» EXERCISE DATA

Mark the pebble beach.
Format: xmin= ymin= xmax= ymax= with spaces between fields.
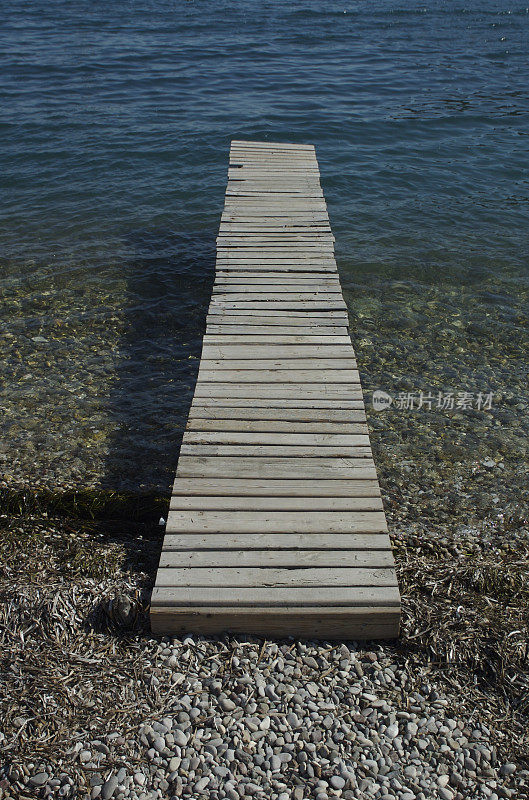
xmin=0 ymin=0 xmax=529 ymax=800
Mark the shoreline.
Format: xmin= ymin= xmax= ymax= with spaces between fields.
xmin=0 ymin=489 xmax=529 ymax=800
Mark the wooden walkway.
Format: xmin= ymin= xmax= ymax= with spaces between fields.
xmin=151 ymin=141 xmax=400 ymax=639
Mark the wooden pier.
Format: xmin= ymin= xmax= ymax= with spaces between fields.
xmin=151 ymin=141 xmax=400 ymax=639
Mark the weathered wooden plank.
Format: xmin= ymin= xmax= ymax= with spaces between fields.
xmin=160 ymin=549 xmax=393 ymax=569
xmin=151 ymin=586 xmax=400 ymax=608
xmin=164 ymin=533 xmax=391 ymax=558
xmin=176 ymin=455 xmax=377 ymax=481
xmin=207 ymin=309 xmax=349 ymax=324
xmin=197 ymin=368 xmax=360 ymax=384
xmin=195 ymin=381 xmax=362 ymax=401
xmin=186 ymin=415 xmax=368 ymax=436
xmin=180 ymin=430 xmax=369 ymax=446
xmin=151 ymin=605 xmax=400 ymax=640
xmin=172 ymin=476 xmax=380 ymax=496
xmin=213 ymin=279 xmax=342 ymax=292
xmin=151 ymin=142 xmax=399 ymax=638
xmin=189 ymin=406 xmax=366 ymax=424
xmin=204 ymin=322 xmax=350 ymax=336
xmin=192 ymin=392 xmax=364 ymax=413
xmin=156 ymin=565 xmax=397 ymax=602
xmin=170 ymin=494 xmax=384 ymax=512
xmin=203 ymin=334 xmax=354 ymax=344
xmin=201 ymin=343 xmax=357 ymax=358
xmin=180 ymin=441 xmax=372 ymax=460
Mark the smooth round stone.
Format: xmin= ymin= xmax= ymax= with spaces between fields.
xmin=173 ymin=728 xmax=189 ymax=747
xmin=101 ymin=775 xmax=118 ymax=800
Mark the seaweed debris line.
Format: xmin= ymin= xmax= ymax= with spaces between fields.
xmin=147 ymin=141 xmax=400 ymax=639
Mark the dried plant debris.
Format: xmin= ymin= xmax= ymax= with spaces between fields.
xmin=0 ymin=493 xmax=529 ymax=800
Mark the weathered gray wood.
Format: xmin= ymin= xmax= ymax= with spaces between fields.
xmin=164 ymin=533 xmax=391 ymax=558
xmin=172 ymin=476 xmax=380 ymax=496
xmin=160 ymin=549 xmax=393 ymax=569
xmin=180 ymin=430 xmax=369 ymax=446
xmin=176 ymin=455 xmax=377 ymax=481
xmin=202 ymin=343 xmax=356 ymax=358
xmin=213 ymin=279 xmax=342 ymax=292
xmin=151 ymin=604 xmax=400 ymax=640
xmin=170 ymin=495 xmax=384 ymax=512
xmin=192 ymin=392 xmax=364 ymax=411
xmin=201 ymin=343 xmax=357 ymax=358
xmin=151 ymin=136 xmax=399 ymax=638
xmin=180 ymin=441 xmax=372 ymax=460
xmin=189 ymin=406 xmax=366 ymax=424
xmin=166 ymin=509 xmax=387 ymax=533
xmin=156 ymin=565 xmax=397 ymax=592
xmin=204 ymin=322 xmax=348 ymax=336
xmin=195 ymin=381 xmax=362 ymax=402
xmin=198 ymin=368 xmax=360 ymax=384
xmin=151 ymin=586 xmax=400 ymax=608
xmin=186 ymin=415 xmax=368 ymax=435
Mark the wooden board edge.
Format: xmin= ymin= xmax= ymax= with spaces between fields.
xmin=150 ymin=606 xmax=400 ymax=641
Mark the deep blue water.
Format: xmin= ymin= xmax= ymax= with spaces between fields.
xmin=0 ymin=0 xmax=529 ymax=494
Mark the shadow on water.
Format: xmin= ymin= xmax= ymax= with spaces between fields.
xmin=102 ymin=225 xmax=215 ymax=493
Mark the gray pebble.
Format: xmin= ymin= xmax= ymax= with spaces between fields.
xmin=101 ymin=775 xmax=118 ymax=800
xmin=29 ymin=772 xmax=50 ymax=786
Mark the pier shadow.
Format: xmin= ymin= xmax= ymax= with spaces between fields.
xmin=102 ymin=229 xmax=215 ymax=495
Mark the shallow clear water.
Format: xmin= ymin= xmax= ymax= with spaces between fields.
xmin=0 ymin=0 xmax=529 ymax=500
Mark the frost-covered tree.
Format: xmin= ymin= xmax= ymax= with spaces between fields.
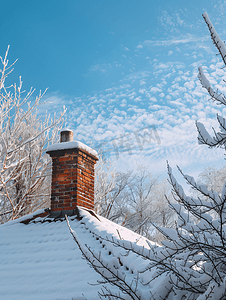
xmin=67 ymin=13 xmax=226 ymax=300
xmin=94 ymin=156 xmax=175 ymax=241
xmin=0 ymin=48 xmax=64 ymax=223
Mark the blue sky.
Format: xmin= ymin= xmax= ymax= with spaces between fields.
xmin=0 ymin=0 xmax=226 ymax=185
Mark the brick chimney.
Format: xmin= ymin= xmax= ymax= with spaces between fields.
xmin=46 ymin=129 xmax=98 ymax=215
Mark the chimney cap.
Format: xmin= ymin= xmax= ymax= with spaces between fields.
xmin=60 ymin=128 xmax=73 ymax=133
xmin=46 ymin=141 xmax=98 ymax=160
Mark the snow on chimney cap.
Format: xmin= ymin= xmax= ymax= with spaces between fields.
xmin=46 ymin=141 xmax=98 ymax=159
xmin=60 ymin=128 xmax=73 ymax=143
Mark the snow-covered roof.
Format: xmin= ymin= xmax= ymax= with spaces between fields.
xmin=46 ymin=141 xmax=98 ymax=158
xmin=0 ymin=209 xmax=151 ymax=300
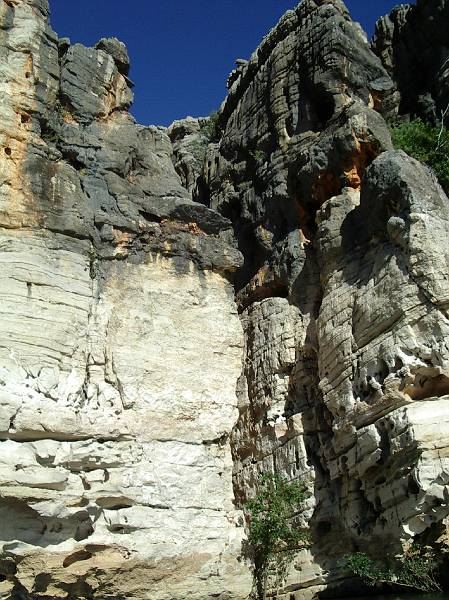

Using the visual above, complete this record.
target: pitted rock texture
[0,0,449,600]
[194,0,449,600]
[372,0,449,123]
[0,0,251,600]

» EXERCISE PROMPT
Find every line in the lines above that contains the word "gray", and copy each one.

» EXERCISE RESPONSE
Mark the weathered gray wood.
Mark the gray pebble.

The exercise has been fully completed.